Point labeling records
-------

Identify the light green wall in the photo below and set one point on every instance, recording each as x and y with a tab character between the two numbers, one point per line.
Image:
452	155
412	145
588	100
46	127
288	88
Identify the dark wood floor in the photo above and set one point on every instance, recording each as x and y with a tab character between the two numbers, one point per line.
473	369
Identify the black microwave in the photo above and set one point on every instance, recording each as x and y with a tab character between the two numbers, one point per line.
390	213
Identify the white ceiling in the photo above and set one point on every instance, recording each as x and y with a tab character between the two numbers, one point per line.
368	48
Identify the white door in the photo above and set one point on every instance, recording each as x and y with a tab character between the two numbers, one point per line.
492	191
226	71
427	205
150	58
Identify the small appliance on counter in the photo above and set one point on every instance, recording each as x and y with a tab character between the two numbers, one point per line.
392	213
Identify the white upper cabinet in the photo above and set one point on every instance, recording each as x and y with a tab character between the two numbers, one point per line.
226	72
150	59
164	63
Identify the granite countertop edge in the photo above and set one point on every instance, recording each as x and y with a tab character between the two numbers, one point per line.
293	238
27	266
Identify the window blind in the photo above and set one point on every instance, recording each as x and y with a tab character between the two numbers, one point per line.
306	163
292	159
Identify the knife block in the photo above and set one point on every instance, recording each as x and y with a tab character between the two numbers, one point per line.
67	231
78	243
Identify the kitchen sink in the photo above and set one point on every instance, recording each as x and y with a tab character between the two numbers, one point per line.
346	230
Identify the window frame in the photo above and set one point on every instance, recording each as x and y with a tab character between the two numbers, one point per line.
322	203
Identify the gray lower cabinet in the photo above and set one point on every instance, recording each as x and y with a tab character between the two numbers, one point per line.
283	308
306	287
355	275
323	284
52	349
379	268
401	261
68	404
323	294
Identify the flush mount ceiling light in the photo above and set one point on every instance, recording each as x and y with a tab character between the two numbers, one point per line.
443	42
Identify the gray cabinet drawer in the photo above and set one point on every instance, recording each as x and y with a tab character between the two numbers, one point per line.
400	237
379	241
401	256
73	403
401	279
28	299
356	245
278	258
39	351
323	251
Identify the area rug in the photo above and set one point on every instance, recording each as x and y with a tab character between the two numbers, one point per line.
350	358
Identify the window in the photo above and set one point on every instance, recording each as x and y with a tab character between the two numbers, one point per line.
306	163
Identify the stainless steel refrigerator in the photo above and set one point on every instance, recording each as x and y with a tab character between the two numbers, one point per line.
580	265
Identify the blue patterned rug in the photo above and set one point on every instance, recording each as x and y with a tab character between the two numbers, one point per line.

-------

What you need to do >> Set out every line of the records above as a numbered list, omitting any blank lines.

Worked solution >>
1. Identify the light green wall in the photo below and set one point on every instance, recording each as x and y with a tab character between the two numbers, one point per line.
2. Image:
3. 452	155
4. 412	145
5. 588	100
6. 46	127
7. 288	88
8. Identify the dark wood floor in the photo above and set one point on every instance, recording each as x and y with a tab character between the two numbers, one point per line.
9. 473	369
10. Identify the black microwave in the photo above and set one point on every instance, recording each as x and y with a tab character between the two numbers, one point per line.
11. 390	213
12. Identify the white ceiling in the photo above and set one point on every instance, recording each as x and y with a tab character between the two numbers, one point per line.
13. 368	48
14. Identify the white door in the photo above and set one point on every instance, recording each as x and y with a tab character between the two numbers, one point per line.
15. 492	191
16. 226	71
17. 427	205
18. 150	58
19. Identify the small appliance on counter in the photo above and set one point on every instance, recording each as x and y with a tab character between the two numbers, one point per line.
20. 392	213
21. Identify the white upper cabinet in the photo above and set one point on every instance, recording each as x and y with a tab character between the two numbers, one point per line.
22. 226	72
23. 150	59
24. 164	63
25. Identify the granite countertop edge in the photo above and set one point on every instance, recording each as x and y with a tab character between the two numbers, one point per line.
26. 293	238
27. 27	266
28. Identify the window blind in the photo above and set one point on every instance, recording each as x and y with a tab character between the two numbers, one point per line.
29. 306	163
30. 292	159
31. Identify the knife block in the photo above and set one point on every instance, recording each as x and y with a tab character between the two numbers, one point per line.
32. 67	231
33. 78	243
34. Identify the kitchen sink in the photo above and set one point on every instance, recording each as x and y with a tab character between the two numbers, one point per line.
35. 346	230
36. Identify the window frame in the photo above and set one point on every instance, recording each as x and y with a tab character between the two numbers, one point per line.
37. 322	203
38. Identify the gray lower cabinet in the photo above and set one point on every instance, recording each as x and y with a tab character between the two numbers, one point per line.
39. 283	308
40. 306	287
41. 355	275
42. 323	284
43. 52	349
44. 379	268
45. 401	261
46. 68	404
47. 323	294
48. Identify the flush mount ceiling light in the photo above and set one point on every instance, recording each as x and y with a tab character between the two numbers, one point per line.
49. 443	42
50. Identify the gray cabinet drawer in the photo above and set one point on every instance, recording each as x and y with a tab character between the two numbers, one point per line.
51. 400	237
52. 379	241
53. 401	256
54. 73	403
55. 401	279
56. 28	299
57. 356	245
58. 278	258
59. 39	351
60. 323	251
61. Identify the area rug in the photo above and set one point on every instance, recording each as x and y with a tab character between the two numbers, one point per line.
62. 350	358
63. Identify the window in the photo above and set one point on every instance, recording each as x and y with a tab character between the two numbers, one point per line.
64. 306	163
65. Identify the stainless steel refrigerator in the photo above and set one point on every instance, recording each as x and y with a tab character between the two numbers, one point per line.
66. 580	265
67. Identify the blue patterned rug in the photo above and set one point on every instance, recording each as x and y with a tab character between the two numbers, one point per line.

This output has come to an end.